## YOUR GOAL
Nothing but the data itself, reproduced exactly, is the expected answer.

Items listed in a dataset
'''

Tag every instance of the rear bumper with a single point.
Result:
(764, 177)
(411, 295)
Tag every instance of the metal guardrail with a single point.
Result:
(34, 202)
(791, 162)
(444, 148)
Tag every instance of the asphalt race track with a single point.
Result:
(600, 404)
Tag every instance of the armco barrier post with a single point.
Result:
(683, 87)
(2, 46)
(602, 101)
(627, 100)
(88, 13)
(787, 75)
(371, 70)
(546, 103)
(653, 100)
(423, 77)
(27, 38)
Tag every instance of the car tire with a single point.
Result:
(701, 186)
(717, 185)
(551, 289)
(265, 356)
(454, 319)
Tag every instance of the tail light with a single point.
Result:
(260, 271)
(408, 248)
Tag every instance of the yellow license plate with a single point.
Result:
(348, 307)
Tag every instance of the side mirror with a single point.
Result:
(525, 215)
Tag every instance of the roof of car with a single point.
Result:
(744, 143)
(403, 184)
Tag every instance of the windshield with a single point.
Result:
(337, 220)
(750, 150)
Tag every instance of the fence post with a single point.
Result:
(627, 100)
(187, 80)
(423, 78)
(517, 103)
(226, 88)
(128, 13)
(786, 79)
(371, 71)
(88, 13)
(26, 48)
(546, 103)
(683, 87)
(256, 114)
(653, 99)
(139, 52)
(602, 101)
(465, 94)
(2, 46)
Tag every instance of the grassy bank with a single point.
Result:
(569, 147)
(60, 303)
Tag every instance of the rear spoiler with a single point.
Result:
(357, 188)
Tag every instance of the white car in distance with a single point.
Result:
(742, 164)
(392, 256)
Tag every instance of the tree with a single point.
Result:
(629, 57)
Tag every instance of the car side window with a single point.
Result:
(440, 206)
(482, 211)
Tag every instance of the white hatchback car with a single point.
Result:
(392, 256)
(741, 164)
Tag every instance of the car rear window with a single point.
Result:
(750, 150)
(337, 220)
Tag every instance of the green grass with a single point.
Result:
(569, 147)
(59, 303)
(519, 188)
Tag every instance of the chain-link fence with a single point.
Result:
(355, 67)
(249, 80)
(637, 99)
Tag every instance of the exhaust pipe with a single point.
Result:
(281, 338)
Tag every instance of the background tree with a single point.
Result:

'''

## RESULT BELOW
Tag every instance of the rear bumper with a single point.
Result:
(764, 177)
(411, 295)
Tag every instance of the metal guardrail with a single point.
Result:
(34, 202)
(791, 162)
(444, 148)
Tag every instance of the asphalt race track with a single point.
Result:
(600, 404)
Tag every instance of the armco barrier post with a single point.
Result:
(683, 87)
(2, 46)
(602, 101)
(627, 100)
(88, 13)
(787, 75)
(371, 70)
(546, 103)
(653, 100)
(423, 77)
(27, 38)
Tag every instance of the car tire with a single point.
Result:
(701, 186)
(717, 185)
(551, 289)
(265, 356)
(454, 319)
Tag every instance of the tail light with a single point.
Result:
(260, 271)
(408, 248)
Tag every instance of the yellow license plate with a single point.
Result:
(348, 307)
Tag every instance of the side mirror with a single point.
Result:
(525, 215)
Tag every instance of the roof of car with a single point.
Result:
(744, 143)
(403, 184)
Tag every instance of the windshield with a single point.
Result:
(337, 220)
(750, 150)
Tag every instance of the fence post with a single point.
Result:
(627, 100)
(187, 80)
(423, 78)
(517, 103)
(226, 88)
(128, 13)
(786, 79)
(371, 71)
(88, 13)
(26, 48)
(546, 103)
(683, 87)
(256, 114)
(653, 99)
(139, 52)
(602, 101)
(465, 94)
(2, 46)
Tag every instance of the grassy bank with a single point.
Result:
(569, 147)
(60, 303)
Tag every instance of the rear spoiler with a single point.
Result:
(357, 188)
Tag every instance of the white car in distance with a single point.
Result:
(742, 164)
(392, 256)
Tag every instance of the tree with a single point.
Result:
(629, 57)
Tag every instance of the car side window with a single point.
Result:
(440, 206)
(482, 211)
Tag every instance of the white hatchback car with a single point.
Result:
(392, 256)
(741, 164)
Tag every instance of the car rear window with a single point.
Result:
(750, 150)
(337, 220)
Tag every instance of the green grass with a single point.
Result:
(569, 147)
(59, 303)
(519, 188)
Tag every instance of the chain-link fence with a single point.
Result:
(355, 67)
(249, 80)
(637, 99)
Tag every instance of the exhaust pipe with a single point.
Result:
(281, 338)
Tag every instance of the background tree with a single point.
Result:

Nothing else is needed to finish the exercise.